=== About this task ===
Quote every one of the lines below verbatim, without changing a single character.

(Dataset records begins)

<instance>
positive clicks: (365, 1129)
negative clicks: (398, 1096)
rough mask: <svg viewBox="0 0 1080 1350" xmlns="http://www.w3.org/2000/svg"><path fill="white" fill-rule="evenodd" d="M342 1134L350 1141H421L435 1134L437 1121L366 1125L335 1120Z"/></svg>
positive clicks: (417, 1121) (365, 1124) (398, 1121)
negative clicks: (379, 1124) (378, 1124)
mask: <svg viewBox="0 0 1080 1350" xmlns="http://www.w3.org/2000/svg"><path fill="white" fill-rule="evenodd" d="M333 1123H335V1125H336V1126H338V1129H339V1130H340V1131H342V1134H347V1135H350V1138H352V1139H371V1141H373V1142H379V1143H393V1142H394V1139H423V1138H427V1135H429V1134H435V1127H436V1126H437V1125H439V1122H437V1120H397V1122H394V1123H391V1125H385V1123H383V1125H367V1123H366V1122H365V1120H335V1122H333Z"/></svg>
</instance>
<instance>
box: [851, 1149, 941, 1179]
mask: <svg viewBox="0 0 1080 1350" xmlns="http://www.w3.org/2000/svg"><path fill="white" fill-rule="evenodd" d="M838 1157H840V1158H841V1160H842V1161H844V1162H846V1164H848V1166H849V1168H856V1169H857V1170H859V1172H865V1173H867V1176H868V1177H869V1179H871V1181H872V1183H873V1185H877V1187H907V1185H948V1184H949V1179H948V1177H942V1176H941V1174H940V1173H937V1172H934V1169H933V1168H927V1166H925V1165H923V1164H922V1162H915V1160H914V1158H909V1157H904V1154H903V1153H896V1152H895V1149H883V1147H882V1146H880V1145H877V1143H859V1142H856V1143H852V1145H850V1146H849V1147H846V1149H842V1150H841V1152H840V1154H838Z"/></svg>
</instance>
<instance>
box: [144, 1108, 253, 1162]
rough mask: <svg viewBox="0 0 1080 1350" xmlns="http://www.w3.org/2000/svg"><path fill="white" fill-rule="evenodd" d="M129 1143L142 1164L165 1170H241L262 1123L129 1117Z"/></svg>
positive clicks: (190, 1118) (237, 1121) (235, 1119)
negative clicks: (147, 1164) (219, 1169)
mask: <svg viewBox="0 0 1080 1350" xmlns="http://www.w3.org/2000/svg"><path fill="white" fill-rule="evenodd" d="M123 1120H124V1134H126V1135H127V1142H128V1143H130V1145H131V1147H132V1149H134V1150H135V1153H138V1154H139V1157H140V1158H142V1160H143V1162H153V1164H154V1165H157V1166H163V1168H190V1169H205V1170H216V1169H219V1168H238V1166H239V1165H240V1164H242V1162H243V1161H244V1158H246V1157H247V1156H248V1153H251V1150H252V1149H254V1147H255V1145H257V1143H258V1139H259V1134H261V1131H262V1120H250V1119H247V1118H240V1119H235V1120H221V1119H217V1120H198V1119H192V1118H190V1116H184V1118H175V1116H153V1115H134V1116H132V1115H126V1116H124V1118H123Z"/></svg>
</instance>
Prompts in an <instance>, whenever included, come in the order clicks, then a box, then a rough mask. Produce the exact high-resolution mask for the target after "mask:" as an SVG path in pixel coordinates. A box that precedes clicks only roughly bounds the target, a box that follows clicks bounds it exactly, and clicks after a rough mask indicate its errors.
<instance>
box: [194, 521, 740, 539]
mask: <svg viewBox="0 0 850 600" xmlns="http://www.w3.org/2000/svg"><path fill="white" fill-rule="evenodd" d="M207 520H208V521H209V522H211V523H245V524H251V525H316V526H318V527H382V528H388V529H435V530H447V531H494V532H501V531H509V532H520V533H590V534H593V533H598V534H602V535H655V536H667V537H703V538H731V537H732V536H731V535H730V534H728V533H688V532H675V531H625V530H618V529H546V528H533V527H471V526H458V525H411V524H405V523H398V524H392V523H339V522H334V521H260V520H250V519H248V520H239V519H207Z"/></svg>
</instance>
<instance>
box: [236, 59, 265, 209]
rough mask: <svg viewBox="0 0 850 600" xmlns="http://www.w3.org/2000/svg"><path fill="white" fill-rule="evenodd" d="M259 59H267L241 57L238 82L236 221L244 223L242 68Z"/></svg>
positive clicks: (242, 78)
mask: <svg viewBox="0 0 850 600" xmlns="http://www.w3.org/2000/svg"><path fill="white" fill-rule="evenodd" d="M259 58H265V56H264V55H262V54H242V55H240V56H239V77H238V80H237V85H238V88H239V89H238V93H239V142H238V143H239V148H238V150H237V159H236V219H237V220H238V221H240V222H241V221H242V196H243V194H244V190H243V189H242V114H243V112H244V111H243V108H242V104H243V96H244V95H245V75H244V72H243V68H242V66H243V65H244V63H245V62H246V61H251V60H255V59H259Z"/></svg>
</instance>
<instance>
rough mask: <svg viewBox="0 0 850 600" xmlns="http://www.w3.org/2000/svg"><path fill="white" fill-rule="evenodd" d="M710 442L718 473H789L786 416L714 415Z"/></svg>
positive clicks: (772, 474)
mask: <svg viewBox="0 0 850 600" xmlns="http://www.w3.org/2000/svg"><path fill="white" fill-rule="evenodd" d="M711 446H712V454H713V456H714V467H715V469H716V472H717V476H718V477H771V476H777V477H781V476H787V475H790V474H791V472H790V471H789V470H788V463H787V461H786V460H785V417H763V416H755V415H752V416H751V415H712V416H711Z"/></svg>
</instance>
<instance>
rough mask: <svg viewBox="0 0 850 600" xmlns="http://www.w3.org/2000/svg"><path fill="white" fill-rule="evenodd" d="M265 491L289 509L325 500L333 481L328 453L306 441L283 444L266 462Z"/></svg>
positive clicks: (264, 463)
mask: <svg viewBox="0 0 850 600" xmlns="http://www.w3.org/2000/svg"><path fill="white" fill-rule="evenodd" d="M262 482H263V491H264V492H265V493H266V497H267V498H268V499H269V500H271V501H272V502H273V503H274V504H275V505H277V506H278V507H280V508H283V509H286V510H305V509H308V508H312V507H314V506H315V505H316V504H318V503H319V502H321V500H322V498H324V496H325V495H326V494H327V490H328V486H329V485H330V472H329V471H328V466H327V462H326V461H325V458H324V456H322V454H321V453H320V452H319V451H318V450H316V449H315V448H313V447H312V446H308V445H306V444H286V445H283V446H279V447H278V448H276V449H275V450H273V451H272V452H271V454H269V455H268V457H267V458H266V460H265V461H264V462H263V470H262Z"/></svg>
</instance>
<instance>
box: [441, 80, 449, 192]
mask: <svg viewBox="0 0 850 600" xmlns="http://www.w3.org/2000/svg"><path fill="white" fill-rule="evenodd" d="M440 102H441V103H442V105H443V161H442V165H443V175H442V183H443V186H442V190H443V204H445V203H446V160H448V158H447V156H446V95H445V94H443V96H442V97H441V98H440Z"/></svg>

(Dataset records ends)

=== Solved problem ===
<instance>
positive clicks: (365, 1129)
negative clicks: (398, 1096)
rough mask: <svg viewBox="0 0 1080 1350" xmlns="http://www.w3.org/2000/svg"><path fill="white" fill-rule="evenodd" d="M342 1134L350 1141H421L435 1134L437 1121L366 1125L335 1120Z"/></svg>
positive clicks: (417, 1121) (365, 1124) (398, 1121)
negative clicks: (379, 1124) (378, 1124)
mask: <svg viewBox="0 0 1080 1350" xmlns="http://www.w3.org/2000/svg"><path fill="white" fill-rule="evenodd" d="M333 1123H335V1125H336V1126H338V1129H339V1130H340V1131H342V1134H347V1135H350V1138H352V1139H371V1141H373V1142H379V1143H393V1142H394V1139H423V1138H427V1135H429V1134H435V1127H436V1126H437V1125H439V1122H437V1120H397V1122H394V1123H391V1125H385V1123H383V1125H367V1123H366V1122H365V1120H335V1122H333Z"/></svg>
</instance>
<instance>
box: [851, 1149, 941, 1179]
mask: <svg viewBox="0 0 1080 1350" xmlns="http://www.w3.org/2000/svg"><path fill="white" fill-rule="evenodd" d="M838 1157H840V1158H841V1160H842V1161H844V1162H846V1164H848V1166H849V1168H856V1169H857V1170H859V1172H865V1173H867V1176H868V1177H869V1179H871V1181H872V1183H873V1185H877V1187H907V1185H948V1184H949V1179H948V1177H942V1176H941V1174H940V1173H937V1172H934V1169H933V1168H927V1166H925V1165H923V1164H922V1162H915V1160H914V1158H909V1157H904V1154H903V1153H896V1152H895V1149H883V1147H882V1146H880V1145H877V1143H859V1142H856V1143H852V1145H850V1146H849V1147H846V1149H842V1150H841V1152H840V1154H838Z"/></svg>
</instance>
<instance>
box: [144, 1108, 253, 1162]
rough mask: <svg viewBox="0 0 1080 1350" xmlns="http://www.w3.org/2000/svg"><path fill="white" fill-rule="evenodd" d="M129 1143L142 1164L165 1170H241L262 1123L129 1117Z"/></svg>
positive clicks: (190, 1118) (237, 1121) (235, 1119)
negative clicks: (147, 1164) (219, 1169)
mask: <svg viewBox="0 0 1080 1350" xmlns="http://www.w3.org/2000/svg"><path fill="white" fill-rule="evenodd" d="M123 1120H124V1134H126V1135H127V1142H128V1143H130V1145H131V1147H132V1149H134V1150H135V1153H138V1154H139V1157H140V1158H142V1160H143V1162H153V1164H154V1165H157V1166H163V1168H190V1169H205V1170H216V1169H219V1168H238V1166H239V1165H240V1164H242V1162H243V1161H244V1158H246V1157H247V1156H248V1153H251V1150H252V1149H254V1147H255V1145H257V1143H258V1139H259V1134H261V1131H262V1120H250V1119H247V1118H240V1119H235V1120H221V1119H217V1120H198V1119H192V1118H190V1116H184V1118H175V1116H153V1115H134V1116H132V1115H126V1116H124V1118H123Z"/></svg>
</instance>
Prompts in an <instance>, whenever included, come in the order clicks, then a box, then a rough mask. Produce the exact high-resolution mask for the target after "mask:" as an SVG path in pixel coordinates. A box that precedes clicks only roughly bounds the target, a box that follows clicks bounds it exactly, and clicks after a rough mask indicate its errors.
<instance>
box: [194, 521, 740, 539]
mask: <svg viewBox="0 0 850 600" xmlns="http://www.w3.org/2000/svg"><path fill="white" fill-rule="evenodd" d="M207 520H208V521H209V522H211V523H245V524H251V525H316V526H318V527H382V528H388V529H435V530H447V531H494V532H501V531H509V532H520V533H590V534H593V533H598V534H602V535H655V536H667V537H703V538H731V537H732V536H731V535H730V534H728V533H688V532H675V531H625V530H618V529H546V528H533V527H471V526H458V525H411V524H405V523H398V524H392V523H339V522H334V521H260V520H250V519H248V520H239V519H207Z"/></svg>
</instance>
<instance>
box: [236, 59, 265, 209]
rough mask: <svg viewBox="0 0 850 600" xmlns="http://www.w3.org/2000/svg"><path fill="white" fill-rule="evenodd" d="M259 59H267L241 57L238 82L236 221L244 223L242 68Z"/></svg>
positive clicks: (242, 78)
mask: <svg viewBox="0 0 850 600" xmlns="http://www.w3.org/2000/svg"><path fill="white" fill-rule="evenodd" d="M259 58H265V56H264V55H262V54H242V55H240V56H239V77H238V80H237V85H238V88H239V89H238V93H239V142H238V143H239V148H238V150H237V159H236V219H237V220H238V221H240V222H241V221H242V196H243V194H244V190H243V189H242V114H243V112H244V111H243V108H242V104H243V96H244V95H245V75H244V72H243V68H242V66H243V65H244V63H245V62H246V61H251V60H255V59H259Z"/></svg>
</instance>
<instance>
rough mask: <svg viewBox="0 0 850 600" xmlns="http://www.w3.org/2000/svg"><path fill="white" fill-rule="evenodd" d="M710 442L718 473H789L786 416L714 415Z"/></svg>
positive clicks: (772, 474)
mask: <svg viewBox="0 0 850 600" xmlns="http://www.w3.org/2000/svg"><path fill="white" fill-rule="evenodd" d="M711 446H712V454H713V456H714V467H715V469H716V472H717V476H718V477H771V476H777V477H781V476H787V475H790V474H791V472H790V471H789V470H788V463H787V461H786V460H785V417H763V416H755V415H752V416H751V415H712V416H711Z"/></svg>
</instance>
<instance>
rough mask: <svg viewBox="0 0 850 600" xmlns="http://www.w3.org/2000/svg"><path fill="white" fill-rule="evenodd" d="M265 491L289 509L325 500L333 481L328 453L306 441L283 444L266 462Z"/></svg>
positive clicks: (264, 463)
mask: <svg viewBox="0 0 850 600" xmlns="http://www.w3.org/2000/svg"><path fill="white" fill-rule="evenodd" d="M262 482H263V491H264V492H265V493H266V497H267V498H268V499H269V500H271V501H272V502H273V503H274V504H275V505H277V506H278V507H280V508H283V509H286V510H305V509H308V508H312V507H314V506H315V505H316V504H318V503H319V502H321V500H322V498H324V496H325V495H326V494H327V490H328V486H329V485H330V472H329V471H328V466H327V462H326V461H325V458H324V456H322V454H321V453H320V452H319V451H318V450H316V449H315V448H313V447H312V446H308V445H306V444H286V445H283V446H279V447H278V448H276V449H275V450H273V451H272V452H271V454H269V455H268V457H267V458H266V460H265V461H264V462H263V470H262Z"/></svg>
</instance>
<instance>
box: [441, 80, 449, 192]
mask: <svg viewBox="0 0 850 600" xmlns="http://www.w3.org/2000/svg"><path fill="white" fill-rule="evenodd" d="M440 102H441V103H442V105H443V161H442V165H443V175H442V183H443V186H442V190H443V204H445V203H446V160H448V158H447V156H446V95H445V94H443V96H442V97H441V98H440Z"/></svg>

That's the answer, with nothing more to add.